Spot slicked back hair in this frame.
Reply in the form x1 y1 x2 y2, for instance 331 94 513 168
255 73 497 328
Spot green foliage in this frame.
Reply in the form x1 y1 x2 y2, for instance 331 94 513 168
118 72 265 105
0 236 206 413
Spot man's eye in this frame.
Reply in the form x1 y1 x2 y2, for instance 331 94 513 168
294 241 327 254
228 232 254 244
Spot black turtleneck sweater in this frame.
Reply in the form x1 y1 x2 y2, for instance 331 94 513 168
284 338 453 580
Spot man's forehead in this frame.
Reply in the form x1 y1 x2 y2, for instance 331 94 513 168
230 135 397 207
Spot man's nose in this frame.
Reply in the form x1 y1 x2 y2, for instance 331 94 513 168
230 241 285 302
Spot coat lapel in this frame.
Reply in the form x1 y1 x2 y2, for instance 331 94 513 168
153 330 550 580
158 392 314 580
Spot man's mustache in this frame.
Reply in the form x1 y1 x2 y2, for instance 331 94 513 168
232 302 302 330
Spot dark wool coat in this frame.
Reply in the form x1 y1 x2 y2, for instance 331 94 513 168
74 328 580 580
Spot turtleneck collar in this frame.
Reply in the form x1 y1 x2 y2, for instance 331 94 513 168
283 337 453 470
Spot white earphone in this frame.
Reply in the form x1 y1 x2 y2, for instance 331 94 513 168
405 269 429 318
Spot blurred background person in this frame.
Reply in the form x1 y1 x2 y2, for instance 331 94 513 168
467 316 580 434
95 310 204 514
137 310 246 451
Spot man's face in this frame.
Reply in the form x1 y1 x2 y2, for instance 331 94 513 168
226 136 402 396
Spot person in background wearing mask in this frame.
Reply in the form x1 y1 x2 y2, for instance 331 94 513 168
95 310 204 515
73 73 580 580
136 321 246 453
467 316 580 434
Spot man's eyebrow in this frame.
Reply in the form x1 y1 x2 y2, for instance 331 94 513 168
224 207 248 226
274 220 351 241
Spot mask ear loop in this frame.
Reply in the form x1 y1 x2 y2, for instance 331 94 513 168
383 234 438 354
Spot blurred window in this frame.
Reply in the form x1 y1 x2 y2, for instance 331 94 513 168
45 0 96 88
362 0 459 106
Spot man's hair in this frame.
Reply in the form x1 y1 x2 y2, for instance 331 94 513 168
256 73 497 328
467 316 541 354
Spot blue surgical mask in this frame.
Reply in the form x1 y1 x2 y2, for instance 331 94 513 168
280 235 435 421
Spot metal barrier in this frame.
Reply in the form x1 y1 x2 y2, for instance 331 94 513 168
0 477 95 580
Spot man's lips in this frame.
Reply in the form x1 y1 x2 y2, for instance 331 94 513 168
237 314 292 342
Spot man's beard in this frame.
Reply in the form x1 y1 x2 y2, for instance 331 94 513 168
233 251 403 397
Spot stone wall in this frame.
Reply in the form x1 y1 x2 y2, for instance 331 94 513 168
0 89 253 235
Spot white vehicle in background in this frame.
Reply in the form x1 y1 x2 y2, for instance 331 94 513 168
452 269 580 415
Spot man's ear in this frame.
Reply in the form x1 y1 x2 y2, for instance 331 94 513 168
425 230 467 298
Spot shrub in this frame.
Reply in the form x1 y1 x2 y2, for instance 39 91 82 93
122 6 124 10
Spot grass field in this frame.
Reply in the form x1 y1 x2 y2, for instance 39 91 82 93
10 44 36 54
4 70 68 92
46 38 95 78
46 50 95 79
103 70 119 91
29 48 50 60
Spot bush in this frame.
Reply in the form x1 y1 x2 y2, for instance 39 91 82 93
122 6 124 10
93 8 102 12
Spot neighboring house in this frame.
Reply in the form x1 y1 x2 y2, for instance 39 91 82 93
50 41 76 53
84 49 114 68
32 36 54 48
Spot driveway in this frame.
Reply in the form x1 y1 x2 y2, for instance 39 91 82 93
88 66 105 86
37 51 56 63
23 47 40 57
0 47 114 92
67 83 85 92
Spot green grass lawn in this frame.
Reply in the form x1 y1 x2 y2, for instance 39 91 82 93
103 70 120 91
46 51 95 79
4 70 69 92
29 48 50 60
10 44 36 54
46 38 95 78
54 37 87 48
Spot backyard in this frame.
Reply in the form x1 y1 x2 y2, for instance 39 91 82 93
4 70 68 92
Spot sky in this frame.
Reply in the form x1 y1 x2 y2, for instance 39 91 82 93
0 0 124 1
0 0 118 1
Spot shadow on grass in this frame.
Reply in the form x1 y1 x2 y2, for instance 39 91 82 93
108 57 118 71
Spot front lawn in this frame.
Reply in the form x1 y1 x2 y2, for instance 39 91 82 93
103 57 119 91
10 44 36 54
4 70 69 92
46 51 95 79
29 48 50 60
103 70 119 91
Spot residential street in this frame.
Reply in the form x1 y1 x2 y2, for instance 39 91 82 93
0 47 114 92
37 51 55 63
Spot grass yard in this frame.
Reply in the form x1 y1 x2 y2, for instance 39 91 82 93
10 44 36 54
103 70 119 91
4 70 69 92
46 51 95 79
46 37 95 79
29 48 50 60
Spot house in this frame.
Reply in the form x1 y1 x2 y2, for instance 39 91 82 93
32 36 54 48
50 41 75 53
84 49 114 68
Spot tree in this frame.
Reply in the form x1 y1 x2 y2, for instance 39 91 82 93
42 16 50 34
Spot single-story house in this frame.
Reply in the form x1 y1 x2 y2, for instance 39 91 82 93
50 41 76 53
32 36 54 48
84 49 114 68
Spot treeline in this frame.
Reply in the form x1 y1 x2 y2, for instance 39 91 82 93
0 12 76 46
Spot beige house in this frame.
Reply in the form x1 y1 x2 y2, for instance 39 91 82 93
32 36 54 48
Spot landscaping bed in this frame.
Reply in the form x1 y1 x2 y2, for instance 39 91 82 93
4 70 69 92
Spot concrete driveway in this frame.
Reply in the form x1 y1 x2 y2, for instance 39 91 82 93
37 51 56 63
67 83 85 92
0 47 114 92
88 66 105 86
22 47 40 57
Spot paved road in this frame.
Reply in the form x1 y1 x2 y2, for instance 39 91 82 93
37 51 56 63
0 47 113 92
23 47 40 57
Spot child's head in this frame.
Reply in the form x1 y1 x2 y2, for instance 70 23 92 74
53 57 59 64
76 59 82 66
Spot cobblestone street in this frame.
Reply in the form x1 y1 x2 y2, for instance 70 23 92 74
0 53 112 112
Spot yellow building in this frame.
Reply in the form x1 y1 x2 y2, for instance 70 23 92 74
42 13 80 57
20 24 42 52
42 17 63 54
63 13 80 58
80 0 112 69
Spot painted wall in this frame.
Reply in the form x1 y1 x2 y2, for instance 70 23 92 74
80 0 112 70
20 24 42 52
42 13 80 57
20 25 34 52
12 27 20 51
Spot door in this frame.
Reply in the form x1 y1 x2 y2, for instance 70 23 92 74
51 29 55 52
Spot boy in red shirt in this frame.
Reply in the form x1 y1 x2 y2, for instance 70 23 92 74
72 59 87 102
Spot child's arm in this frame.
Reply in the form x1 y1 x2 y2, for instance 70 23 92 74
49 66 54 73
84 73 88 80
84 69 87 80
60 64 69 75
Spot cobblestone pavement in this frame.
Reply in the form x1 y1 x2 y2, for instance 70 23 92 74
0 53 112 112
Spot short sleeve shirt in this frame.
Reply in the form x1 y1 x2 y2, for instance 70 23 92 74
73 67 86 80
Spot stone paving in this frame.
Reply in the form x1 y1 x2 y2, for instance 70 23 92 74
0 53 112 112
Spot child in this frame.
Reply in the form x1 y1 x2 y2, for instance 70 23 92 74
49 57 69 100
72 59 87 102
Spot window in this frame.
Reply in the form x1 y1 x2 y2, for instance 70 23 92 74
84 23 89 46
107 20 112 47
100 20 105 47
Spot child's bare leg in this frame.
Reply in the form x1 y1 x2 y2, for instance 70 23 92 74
§ §
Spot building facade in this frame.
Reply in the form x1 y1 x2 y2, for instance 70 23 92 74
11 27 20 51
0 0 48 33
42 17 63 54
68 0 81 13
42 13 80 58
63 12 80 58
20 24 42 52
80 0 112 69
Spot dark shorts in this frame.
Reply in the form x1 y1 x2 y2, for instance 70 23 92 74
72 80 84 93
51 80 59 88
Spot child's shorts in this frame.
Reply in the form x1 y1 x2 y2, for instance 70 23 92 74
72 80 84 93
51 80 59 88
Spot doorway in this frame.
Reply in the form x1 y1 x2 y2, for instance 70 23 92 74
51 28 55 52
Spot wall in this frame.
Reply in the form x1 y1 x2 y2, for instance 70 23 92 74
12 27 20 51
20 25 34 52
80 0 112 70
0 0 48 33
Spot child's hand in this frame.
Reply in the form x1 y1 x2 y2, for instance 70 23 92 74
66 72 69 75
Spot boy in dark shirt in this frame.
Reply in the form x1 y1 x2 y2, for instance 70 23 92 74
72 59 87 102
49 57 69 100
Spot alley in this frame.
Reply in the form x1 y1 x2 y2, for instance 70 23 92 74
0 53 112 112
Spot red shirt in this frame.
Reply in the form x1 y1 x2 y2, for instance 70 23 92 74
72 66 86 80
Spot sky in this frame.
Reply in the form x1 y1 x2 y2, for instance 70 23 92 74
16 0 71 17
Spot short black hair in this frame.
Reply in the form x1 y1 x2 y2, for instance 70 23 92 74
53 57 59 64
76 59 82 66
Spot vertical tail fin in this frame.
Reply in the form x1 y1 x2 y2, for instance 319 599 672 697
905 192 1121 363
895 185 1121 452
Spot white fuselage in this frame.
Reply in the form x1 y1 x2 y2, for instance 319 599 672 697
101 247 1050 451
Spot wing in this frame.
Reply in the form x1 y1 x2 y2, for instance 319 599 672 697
§ §
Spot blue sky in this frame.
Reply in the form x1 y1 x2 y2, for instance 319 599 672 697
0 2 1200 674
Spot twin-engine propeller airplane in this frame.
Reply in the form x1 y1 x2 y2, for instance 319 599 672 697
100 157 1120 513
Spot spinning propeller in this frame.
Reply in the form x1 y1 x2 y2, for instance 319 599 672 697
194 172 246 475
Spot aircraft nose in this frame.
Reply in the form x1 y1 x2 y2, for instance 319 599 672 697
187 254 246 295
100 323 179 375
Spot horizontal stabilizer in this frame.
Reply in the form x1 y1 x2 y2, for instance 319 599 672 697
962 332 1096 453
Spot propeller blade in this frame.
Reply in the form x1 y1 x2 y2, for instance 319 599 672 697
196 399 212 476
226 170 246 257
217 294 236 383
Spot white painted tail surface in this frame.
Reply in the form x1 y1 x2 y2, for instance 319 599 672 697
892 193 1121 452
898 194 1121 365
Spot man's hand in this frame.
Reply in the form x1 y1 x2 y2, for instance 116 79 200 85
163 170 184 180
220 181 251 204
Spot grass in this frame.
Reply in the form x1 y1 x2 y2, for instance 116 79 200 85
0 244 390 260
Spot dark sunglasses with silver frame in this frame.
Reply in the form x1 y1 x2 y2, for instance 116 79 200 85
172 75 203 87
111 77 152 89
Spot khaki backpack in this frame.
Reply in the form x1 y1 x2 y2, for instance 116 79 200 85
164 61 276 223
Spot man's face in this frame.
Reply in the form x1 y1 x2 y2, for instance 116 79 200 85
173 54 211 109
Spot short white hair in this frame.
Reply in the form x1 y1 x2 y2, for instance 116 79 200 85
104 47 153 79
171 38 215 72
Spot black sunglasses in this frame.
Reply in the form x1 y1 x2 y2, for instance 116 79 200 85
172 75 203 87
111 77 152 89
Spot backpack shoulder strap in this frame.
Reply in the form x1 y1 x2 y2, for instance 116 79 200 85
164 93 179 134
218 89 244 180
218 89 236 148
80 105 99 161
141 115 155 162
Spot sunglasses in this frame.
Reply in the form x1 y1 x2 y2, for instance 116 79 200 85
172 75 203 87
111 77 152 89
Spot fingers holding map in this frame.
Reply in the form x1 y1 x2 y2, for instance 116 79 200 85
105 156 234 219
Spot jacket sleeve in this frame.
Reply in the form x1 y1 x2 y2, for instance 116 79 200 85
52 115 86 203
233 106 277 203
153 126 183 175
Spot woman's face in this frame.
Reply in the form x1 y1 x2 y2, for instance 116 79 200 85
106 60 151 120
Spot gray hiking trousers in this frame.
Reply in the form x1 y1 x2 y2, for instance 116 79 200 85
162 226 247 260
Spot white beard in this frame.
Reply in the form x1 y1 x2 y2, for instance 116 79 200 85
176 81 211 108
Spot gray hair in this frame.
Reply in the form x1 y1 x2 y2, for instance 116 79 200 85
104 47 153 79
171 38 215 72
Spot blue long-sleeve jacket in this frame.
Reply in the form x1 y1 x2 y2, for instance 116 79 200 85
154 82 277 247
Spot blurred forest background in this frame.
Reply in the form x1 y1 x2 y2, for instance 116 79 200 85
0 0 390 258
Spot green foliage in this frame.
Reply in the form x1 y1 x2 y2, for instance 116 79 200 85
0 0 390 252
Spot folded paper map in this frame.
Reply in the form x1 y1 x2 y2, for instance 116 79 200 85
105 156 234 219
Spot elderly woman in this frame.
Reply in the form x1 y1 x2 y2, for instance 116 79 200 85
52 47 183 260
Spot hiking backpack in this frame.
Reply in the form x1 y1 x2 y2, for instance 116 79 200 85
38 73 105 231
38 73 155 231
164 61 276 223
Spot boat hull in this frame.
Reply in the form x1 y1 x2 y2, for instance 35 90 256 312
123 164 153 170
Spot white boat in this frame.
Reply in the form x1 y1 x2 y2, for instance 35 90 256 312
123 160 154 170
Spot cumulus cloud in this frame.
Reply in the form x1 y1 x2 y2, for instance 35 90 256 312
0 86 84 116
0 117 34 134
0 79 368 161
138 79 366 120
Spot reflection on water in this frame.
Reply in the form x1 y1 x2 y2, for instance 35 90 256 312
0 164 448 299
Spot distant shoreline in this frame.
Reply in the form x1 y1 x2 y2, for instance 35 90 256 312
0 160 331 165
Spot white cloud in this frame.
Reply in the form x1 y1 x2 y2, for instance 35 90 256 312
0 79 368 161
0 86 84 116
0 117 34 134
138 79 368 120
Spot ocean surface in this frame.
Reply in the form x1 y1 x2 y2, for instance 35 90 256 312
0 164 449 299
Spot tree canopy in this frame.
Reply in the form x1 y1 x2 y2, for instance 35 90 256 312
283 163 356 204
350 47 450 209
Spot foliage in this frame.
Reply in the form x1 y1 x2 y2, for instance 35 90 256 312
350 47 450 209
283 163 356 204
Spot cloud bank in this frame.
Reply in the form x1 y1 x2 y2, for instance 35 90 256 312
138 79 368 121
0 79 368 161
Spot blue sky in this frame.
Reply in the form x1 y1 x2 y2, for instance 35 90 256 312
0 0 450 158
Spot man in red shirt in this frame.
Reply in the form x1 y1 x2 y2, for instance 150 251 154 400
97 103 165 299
§ §
▶ WHAT NEEDS TO BE DONE
Format the listing from the line with "Spot man's beard in this frame." up to and including the line with "425 230 467 298" as a two-column CSV with the columns input and output. Give one row for each text and its answer, put each in its own quoted field, and turn line breaks into spaces.

▶ EXERCISE OUTPUT
input,output
"Spot man's beard in this frame. Reply in the form x1 y1 x2 y2, for instance 331 94 513 168","233 251 403 397"
"Spot stone wall in this frame. Reply in the form x1 y1 x2 y2, for instance 331 94 513 168","0 89 253 235"
"Spot white vehicle in background in this frame. Reply in the form x1 y1 x2 y2, for instance 331 94 513 168","452 269 580 415"
"Spot man's ear in this frame. Reply in the form x1 y1 x2 y2, for instance 331 94 513 168","425 230 467 298"